### Given text

►

Many may wonder whether or not an employer can reimburse an employee for health-insurance costs. The answer isn’t straightforward because regulations have changed several times over the past few years.
In fact, for a few years under IRS guidance, which was related to putting the Affordable Care Act (ACA) into effect, employees couldn’t be directly reimbursed by their employers for individual market health-insurance costs. Moreover, employers that did reimburse employees faced stiff financial penalties if they didn’t comply.
However, as of 2017, the door has been opened for small-business owners to reimburse employees for individual market health-insurance premiums thanks to the 21st Century Cures Act. The Trump administration opened things up even further for businesses of all sizes to reimburse employees for individual market coverage costs in 2019.
Before 2017, one of the main concerns was that a group health plan would be created when employers reimburse medical expenses. In turn, that health plan would have to comply with all the various laws that govern employer-sponsored group health plans.
IRS Code Section 213(d) defines medical expenses, which are summarized in IRS Publication 502. The following are typical examples of an employee’s medical expenses that some employers might wish to reimburse outside of formal ERISA group health plans:
- Medical-wellness expenses outside of a health program that is integrated with the group health plan
- High-cost pharmaceuticals
- Out-of-network providers that aren’t listed under the group plan
- Services not adequately covered by the group health plan (e.g., mental-health expenses, autism-related expenses, infertility expenses, and transgender-reassignment surgery-related expenses)
- Cost-sharing under the group plan (i.e., deductibles, copays, coinsurance)
- Services or items not covered by the group plan
In fact, reimbursing employees for health insurance triggered legal compliance issues with a whole host of laws, including COBRA, The Consolidated Omnibus Budget Reconciliation Act, ERISA, The Employee Retirement Income Security Act of 1974, and HIPAA, the Health Insurance Portability and Accountability Act.
Simply put, when an employer reimbursed an employee’s health-care costs, it created a new group health plan. To get around this problem, one solution was for employers to provide cash to an employee that’s taxable and that isn’t conditioned on the actual medical expenses incurred by the employee. For instance, the employer could provide a stipend, raise, or bonus, subject to payroll and withholding taxes.
However, the moment the employer conditioned any additional payments to the employee on receiving the employee’s medical receipts, it would trigger a group health plan.
President Obama signed H.R.34; the 21st Century Cures Act, into law in 2016. It went into effect in 2017, and it allowed businesses with less than 50 employees to begin reimbursing medical expenses. To do that, employers were permitted to establish Qualified Small Employer Health Reimbursement Arrangements (QSEHRAs).
If the small business offers no group health insurance plan, QSEHRA allowed businesses to reimburse their employees for some or all costs associated with purchasing individual market health insurance. Moreover, purchasing that insurance could be on-exchange or off-exchange and would be entirely tax-free.
As of 2020, the maximum an employer could reimburse an employee was $5,250 for a single employee’s coverage. The maximum for family coverage was $10,600. The IRS indexes these amounts each year.
In 2021, the maximum reimbursement allowed using a QSEHRA for a single employee is $5,300 and $10,700 for family coverage. It’s worth noting that these amounts are prorated by month.
As noted above, new QSEHRA rules established under the Obama administration work for small businesses, while regulations opened up to larger firms under the Trump administration.
Whether or not premium subsidies are available to small businesses that don’t offer health insurance depends on the cost of coverage in the applicant’s area and other factors like family size and income. Generally, in most cases, subsidies are available as long as the applicant’s total income isn’t more than 400% of the poverty level.
If your business chooses to reimburse employees for health-care costs, keep in mind that you have a few benefits. These include tax deductions. If you match what your employee contributes, that money is 100% tax-deductible. Additionally, you can save money on health-insurance premiums while helping your employees to pay for higher costs by using funds, which are tax-free.

◄

### Data for analysis

►

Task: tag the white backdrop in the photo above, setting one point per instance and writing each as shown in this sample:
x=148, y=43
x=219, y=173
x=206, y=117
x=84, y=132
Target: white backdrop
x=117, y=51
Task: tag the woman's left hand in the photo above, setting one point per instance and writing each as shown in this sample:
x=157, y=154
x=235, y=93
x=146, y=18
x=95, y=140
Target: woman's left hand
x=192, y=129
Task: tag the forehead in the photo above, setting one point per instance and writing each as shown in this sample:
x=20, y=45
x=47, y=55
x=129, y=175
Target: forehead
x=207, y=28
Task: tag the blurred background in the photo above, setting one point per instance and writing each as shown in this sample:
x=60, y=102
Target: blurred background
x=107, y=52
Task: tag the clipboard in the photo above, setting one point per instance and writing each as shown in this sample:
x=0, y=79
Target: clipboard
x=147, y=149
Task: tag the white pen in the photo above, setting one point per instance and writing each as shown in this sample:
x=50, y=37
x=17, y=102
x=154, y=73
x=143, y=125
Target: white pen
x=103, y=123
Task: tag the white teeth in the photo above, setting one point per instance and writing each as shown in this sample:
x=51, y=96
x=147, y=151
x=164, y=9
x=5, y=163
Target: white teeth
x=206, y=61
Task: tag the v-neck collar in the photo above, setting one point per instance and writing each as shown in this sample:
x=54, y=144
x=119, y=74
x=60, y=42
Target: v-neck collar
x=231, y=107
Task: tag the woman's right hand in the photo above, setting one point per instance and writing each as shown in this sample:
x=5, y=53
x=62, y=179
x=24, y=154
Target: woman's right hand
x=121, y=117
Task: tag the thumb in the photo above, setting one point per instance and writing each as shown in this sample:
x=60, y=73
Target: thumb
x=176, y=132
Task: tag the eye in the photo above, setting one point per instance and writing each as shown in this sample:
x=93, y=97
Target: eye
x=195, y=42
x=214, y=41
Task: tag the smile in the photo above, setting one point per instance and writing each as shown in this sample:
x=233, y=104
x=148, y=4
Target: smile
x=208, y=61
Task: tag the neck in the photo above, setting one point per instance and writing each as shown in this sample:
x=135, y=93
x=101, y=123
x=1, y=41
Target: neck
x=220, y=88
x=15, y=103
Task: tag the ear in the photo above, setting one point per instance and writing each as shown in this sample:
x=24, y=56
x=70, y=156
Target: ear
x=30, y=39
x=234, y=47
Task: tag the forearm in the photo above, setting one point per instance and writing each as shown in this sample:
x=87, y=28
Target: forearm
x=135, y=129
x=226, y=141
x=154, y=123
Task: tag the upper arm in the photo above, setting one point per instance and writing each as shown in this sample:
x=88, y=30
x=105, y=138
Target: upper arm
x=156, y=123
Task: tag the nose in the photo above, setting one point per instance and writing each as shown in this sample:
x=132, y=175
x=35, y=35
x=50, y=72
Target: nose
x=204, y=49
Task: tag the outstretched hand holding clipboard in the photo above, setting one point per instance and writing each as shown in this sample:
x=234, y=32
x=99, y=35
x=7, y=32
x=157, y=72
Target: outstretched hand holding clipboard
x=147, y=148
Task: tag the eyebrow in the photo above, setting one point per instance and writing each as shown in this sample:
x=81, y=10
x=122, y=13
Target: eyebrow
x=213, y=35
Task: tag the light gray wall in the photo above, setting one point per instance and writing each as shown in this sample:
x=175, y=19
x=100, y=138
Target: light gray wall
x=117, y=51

◄

### Task A
In the text on employers reimbursing health-insurance costs, what was the maximum QSEHRA reimbursement in 2021 for a single employee's coverage?
### Task B
Write out the portion of the text on employers reimbursing health-insurance costs starting at "- Services or" and ending at "and withholding taxes.".

### Exercise response A
$5,300

### Exercise response B
- Services or items not covered by the group plan
In fact, reimbursing employees for health insurance triggered legal compliance issues with a whole host of laws, including COBRA, The Consolidated Omnibus Budget Reconciliation Act, ERISA, The Employee Retirement Income Security Act of 1974, and HIPAA, the Health Insurance Portability and Accountability Act.
Simply put, when an employer reimbursed an employee’s health-care costs, it created a new group health plan. To get around this problem, one solution was for employers to provide cash to an employee that’s taxable and that isn’t conditioned on the actual medical expenses incurred by the employee. For instance, the employer could provide a stipend, raise, or bonus, subject to payroll and withholding taxes.